• Supplied information:

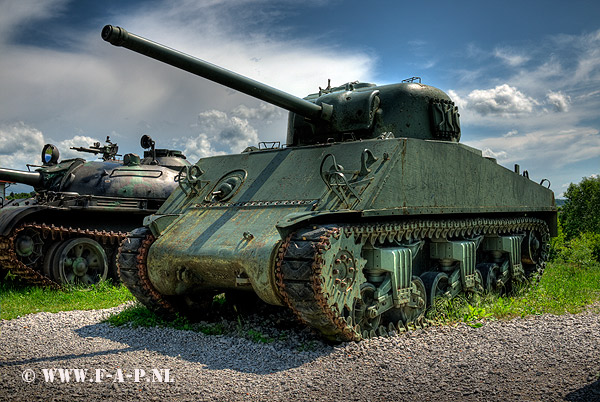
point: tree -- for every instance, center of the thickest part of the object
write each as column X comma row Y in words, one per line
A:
column 581, row 212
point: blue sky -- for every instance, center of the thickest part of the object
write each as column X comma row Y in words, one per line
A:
column 526, row 75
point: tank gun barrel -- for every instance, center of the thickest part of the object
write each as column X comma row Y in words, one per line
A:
column 120, row 37
column 20, row 176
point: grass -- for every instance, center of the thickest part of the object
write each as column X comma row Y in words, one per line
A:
column 17, row 300
column 564, row 288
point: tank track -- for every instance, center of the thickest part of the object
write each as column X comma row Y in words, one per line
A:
column 9, row 260
column 300, row 265
column 132, row 269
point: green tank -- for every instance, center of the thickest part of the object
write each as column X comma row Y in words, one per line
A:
column 69, row 232
column 371, row 210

• What you have to do:
Find the word "point" in the listing and copy each line that contains it.

• Solution for this exercise:
point: tree -- for every instance, center of the thickest part of the object
point: blue sky -- for every instance, center of the thickest part of the object
point: tank gun barrel -- for every instance, center of the thickest part of the object
point: grass -- for every instance, center of the thickest part of the object
point: tank track -- for every instance, center of the thickest part of the object
point: green tank -- for every instance, center of the thickest part of the object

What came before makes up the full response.